In the listing below, which lines contain the string "brick"? Copy them all.

---------- Extracted information

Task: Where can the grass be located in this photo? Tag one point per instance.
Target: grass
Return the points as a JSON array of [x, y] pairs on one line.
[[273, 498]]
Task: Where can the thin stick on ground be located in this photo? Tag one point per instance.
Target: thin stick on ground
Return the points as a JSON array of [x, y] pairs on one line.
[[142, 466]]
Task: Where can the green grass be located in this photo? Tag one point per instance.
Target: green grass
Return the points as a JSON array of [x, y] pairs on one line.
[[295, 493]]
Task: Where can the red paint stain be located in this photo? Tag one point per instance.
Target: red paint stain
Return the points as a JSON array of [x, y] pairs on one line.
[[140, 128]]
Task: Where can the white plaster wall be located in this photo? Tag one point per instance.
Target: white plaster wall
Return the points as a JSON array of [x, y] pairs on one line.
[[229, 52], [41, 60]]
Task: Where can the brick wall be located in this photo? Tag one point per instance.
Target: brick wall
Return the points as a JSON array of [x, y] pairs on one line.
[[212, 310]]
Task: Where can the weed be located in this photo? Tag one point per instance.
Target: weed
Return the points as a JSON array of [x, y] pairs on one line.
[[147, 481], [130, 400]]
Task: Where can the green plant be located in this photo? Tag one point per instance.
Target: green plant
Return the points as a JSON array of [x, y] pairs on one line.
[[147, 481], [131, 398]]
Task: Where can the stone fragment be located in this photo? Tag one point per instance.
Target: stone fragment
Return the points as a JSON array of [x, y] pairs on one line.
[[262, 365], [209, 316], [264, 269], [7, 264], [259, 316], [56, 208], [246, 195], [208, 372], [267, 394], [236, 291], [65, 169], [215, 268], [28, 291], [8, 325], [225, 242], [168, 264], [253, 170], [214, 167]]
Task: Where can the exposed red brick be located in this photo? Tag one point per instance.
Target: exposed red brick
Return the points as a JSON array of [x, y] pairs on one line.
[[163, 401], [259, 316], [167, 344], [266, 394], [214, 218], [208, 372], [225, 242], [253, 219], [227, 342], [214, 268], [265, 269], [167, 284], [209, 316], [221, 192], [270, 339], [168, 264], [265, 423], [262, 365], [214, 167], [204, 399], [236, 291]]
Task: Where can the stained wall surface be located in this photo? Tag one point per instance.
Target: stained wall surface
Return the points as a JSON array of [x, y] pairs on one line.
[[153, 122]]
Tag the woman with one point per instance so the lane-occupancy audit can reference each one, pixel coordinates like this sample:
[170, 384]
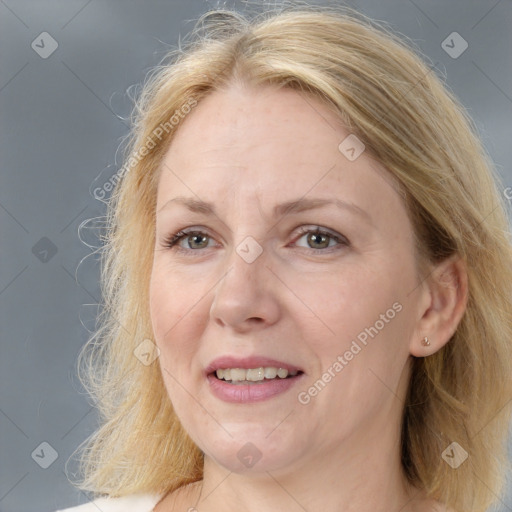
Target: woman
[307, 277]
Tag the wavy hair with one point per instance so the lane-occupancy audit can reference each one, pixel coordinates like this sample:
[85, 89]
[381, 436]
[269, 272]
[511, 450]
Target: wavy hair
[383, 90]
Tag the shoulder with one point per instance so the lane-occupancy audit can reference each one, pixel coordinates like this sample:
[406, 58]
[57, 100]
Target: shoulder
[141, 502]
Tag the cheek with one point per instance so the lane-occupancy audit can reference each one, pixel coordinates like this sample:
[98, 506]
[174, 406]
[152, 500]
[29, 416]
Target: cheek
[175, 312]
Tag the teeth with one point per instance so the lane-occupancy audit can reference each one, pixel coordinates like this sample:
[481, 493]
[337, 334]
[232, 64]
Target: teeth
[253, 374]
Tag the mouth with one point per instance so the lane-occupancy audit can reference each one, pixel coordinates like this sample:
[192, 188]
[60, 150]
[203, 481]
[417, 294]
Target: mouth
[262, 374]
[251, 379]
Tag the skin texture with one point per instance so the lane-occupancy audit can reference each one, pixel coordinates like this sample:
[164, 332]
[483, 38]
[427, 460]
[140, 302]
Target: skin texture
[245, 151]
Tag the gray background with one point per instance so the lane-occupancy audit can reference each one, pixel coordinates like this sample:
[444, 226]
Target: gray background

--------------------

Task response:
Task: Where can the brick wall be located in this photo? Tag one point per instance.
Target: brick wall
Task: Where can the exposed red brick be located in this photo? Tag one point per instance.
Target: exposed red brick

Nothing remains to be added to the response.